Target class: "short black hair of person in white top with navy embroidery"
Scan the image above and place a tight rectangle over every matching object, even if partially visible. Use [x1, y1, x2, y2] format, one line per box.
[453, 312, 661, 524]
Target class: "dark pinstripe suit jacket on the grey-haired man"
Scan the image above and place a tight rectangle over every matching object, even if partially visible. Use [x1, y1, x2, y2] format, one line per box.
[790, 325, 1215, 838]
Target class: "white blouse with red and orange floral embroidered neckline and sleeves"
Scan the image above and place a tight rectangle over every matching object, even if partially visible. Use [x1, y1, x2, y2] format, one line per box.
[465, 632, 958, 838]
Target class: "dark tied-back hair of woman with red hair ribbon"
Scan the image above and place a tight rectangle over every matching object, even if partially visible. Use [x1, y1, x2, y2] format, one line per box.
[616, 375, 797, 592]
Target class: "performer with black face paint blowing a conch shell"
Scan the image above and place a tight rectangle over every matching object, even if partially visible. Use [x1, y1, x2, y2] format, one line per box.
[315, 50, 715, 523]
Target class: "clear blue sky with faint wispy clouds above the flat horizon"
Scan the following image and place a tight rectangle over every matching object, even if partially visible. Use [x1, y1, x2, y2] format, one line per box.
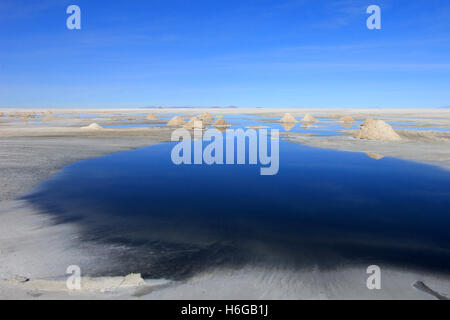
[0, 0, 450, 108]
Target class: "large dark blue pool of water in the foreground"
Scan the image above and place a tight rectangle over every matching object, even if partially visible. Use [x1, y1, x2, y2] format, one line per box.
[25, 141, 450, 279]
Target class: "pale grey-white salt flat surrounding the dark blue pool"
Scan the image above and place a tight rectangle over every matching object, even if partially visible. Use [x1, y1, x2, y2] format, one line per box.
[0, 108, 450, 299]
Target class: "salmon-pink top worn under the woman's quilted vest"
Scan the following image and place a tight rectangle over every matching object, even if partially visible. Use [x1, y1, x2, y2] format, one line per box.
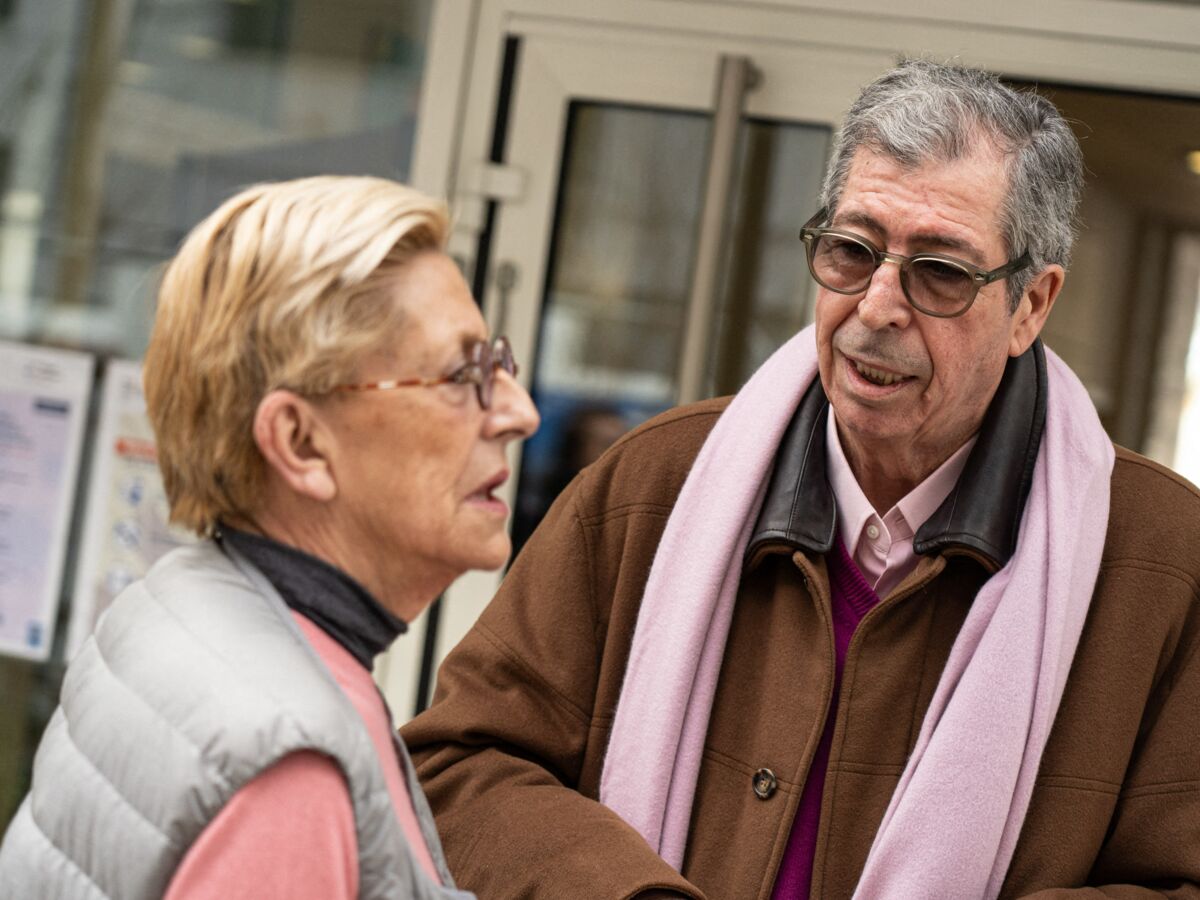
[164, 612, 442, 900]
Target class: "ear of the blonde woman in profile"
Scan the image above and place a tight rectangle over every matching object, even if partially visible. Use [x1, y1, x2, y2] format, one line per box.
[254, 390, 337, 503]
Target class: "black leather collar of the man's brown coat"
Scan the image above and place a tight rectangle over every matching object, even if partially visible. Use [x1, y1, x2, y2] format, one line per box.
[745, 340, 1046, 571]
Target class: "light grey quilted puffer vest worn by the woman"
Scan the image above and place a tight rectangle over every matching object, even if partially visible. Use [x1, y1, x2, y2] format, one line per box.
[0, 542, 472, 900]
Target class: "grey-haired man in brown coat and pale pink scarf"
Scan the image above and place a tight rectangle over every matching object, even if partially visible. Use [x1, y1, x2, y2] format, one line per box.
[404, 61, 1200, 900]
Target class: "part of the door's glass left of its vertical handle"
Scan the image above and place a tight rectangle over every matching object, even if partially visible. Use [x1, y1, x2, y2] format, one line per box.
[512, 102, 708, 548]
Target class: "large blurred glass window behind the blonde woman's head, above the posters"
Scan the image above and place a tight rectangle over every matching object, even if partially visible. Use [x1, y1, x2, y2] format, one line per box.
[0, 0, 430, 358]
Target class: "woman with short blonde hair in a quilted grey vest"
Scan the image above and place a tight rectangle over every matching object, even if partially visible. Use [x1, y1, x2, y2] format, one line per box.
[0, 178, 538, 900]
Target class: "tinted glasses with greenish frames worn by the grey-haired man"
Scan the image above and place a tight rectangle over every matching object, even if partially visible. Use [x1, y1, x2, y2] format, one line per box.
[800, 209, 1030, 319]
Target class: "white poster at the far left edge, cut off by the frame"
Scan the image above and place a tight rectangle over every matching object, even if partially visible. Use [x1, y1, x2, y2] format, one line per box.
[0, 341, 92, 660]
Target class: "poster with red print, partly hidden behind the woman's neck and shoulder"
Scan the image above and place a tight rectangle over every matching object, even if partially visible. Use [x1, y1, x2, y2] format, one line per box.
[67, 360, 191, 660]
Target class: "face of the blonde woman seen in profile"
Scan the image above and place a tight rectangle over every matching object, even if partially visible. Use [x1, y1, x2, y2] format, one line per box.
[328, 252, 539, 619]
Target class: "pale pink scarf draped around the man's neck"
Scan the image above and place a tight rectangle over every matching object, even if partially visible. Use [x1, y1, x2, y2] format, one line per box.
[600, 326, 1114, 898]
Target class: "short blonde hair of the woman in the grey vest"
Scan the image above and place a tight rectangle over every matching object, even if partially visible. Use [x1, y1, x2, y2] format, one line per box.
[143, 176, 449, 535]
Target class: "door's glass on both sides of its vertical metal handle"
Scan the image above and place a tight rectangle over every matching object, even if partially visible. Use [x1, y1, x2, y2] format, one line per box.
[514, 102, 829, 547]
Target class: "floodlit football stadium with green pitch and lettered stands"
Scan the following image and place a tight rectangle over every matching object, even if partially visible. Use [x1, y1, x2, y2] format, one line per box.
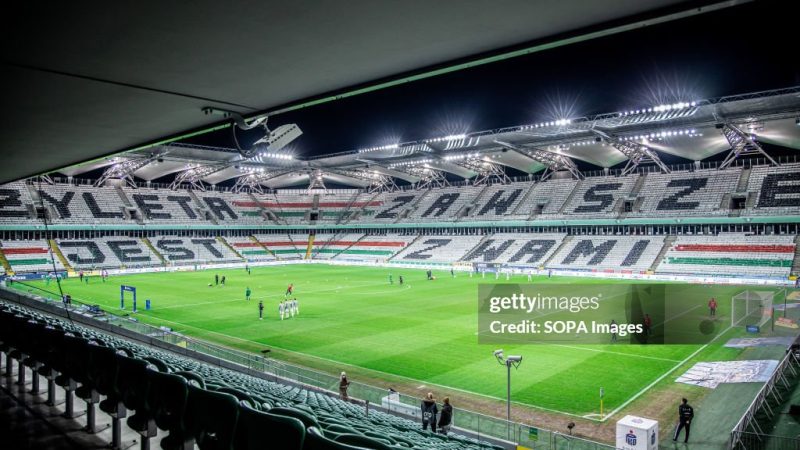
[0, 2, 800, 450]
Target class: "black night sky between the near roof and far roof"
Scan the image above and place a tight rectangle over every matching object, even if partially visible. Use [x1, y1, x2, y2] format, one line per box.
[187, 0, 800, 165]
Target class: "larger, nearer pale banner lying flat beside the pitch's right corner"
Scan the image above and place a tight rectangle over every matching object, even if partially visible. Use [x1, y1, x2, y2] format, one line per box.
[675, 359, 778, 389]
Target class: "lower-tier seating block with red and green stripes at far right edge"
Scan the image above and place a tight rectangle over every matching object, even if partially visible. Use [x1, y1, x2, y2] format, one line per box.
[657, 233, 795, 277]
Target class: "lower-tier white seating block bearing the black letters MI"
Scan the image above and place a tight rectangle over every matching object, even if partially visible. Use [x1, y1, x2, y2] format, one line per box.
[548, 236, 664, 273]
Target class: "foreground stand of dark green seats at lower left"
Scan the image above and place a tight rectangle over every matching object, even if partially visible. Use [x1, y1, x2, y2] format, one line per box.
[0, 303, 501, 450]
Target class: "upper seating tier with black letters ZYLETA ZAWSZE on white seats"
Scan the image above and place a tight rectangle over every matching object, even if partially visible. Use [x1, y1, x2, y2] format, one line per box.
[0, 164, 800, 225]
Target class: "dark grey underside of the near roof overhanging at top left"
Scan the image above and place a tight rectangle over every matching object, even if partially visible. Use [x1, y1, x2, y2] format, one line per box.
[0, 0, 741, 182]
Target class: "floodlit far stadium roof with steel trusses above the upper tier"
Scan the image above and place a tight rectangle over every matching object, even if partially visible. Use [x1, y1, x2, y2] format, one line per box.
[60, 87, 800, 188]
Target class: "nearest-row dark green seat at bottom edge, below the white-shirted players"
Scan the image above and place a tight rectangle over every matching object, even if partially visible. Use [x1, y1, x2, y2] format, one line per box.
[236, 405, 306, 450]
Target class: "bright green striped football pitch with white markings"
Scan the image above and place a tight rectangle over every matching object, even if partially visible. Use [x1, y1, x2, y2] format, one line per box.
[16, 264, 745, 417]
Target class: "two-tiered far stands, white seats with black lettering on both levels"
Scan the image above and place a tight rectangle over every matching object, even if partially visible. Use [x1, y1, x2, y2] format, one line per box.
[0, 164, 800, 278]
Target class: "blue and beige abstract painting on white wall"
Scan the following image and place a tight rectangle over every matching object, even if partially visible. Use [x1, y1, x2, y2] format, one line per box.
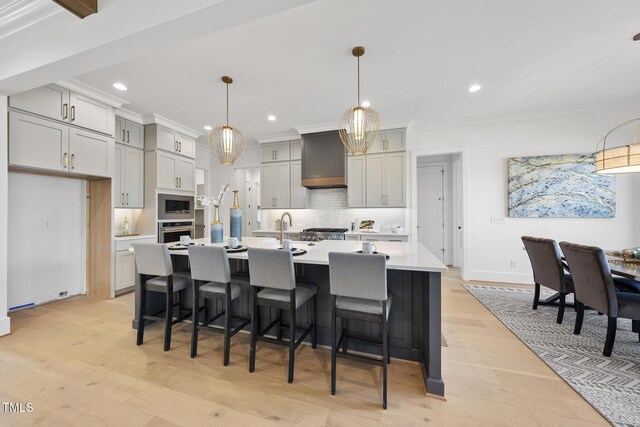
[508, 154, 616, 218]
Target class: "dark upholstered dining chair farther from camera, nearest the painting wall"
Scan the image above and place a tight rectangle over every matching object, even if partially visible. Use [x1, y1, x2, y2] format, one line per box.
[522, 236, 573, 323]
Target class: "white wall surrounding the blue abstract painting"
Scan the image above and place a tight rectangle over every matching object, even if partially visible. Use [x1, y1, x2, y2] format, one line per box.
[407, 106, 640, 283]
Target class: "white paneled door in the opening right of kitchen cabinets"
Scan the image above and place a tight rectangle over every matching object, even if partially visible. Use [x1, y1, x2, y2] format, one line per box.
[417, 165, 445, 262]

(Aim of the task) Among the entries above, find the line with "football stadium with" and repeat exactly from there through the line with "far stadium roof", leaving out the pictures.

(Your solution)
Target class: "floodlit football stadium with green pitch and lettered stands"
Scan the following image and place a tight rectangle over every matching object, even if partially visible. Use [x1, y1, x2, y2] format, one line per box.
[0, 2, 800, 450]
Target class: "black night sky between the near roof and far roof"
Scan the image above and place a tight rectangle over every matching object, even if partially visible. Use [x1, y1, x2, y2] format, one line per box.
[187, 0, 800, 165]
Target class: "larger, nearer pale banner lying flat beside the pitch's right corner"
Scan the image above and place a tight rectangle over every matching object, even if partially visible. Use [x1, y1, x2, y2] format, one line per box.
[675, 359, 778, 389]
Target class: "lower-tier seating block with red and green stripes at far right edge"
Scan the image above and place a tight rectangle over every matching object, even if partially visible. Use [x1, y1, x2, y2] format, one line per box.
[657, 233, 795, 277]
Target class: "lower-tier white seating block bearing the black letters MI"
Scan the image above and place a tight rectangle over every matching object, even if partially visible. Use [x1, y1, x2, y2] format, one line per box.
[548, 236, 664, 273]
Target class: "foreground stand of dark green seats at lower left"
Scan the image above and place a tight rectangle over every matching object, even if partially visible. Use [x1, y1, x2, y2] format, one line per box.
[0, 303, 501, 450]
Target class: "upper seating tier with black letters ZYLETA ZAWSZE on white seats"
Scan the image above and place a tight rectangle over every matching object, even if partially visible. Use [x1, y1, x2, y2] format, one line per box.
[0, 164, 800, 225]
Target class: "dark grey underside of the near roof overhanging at top left"
Scan the image above and place a tight rectangle over every matching object, even if partially visible. Use [x1, y1, x2, y2] format, one line per box.
[0, 0, 741, 182]
Target class: "floodlit far stadium roof with steel trusses above the upper tier"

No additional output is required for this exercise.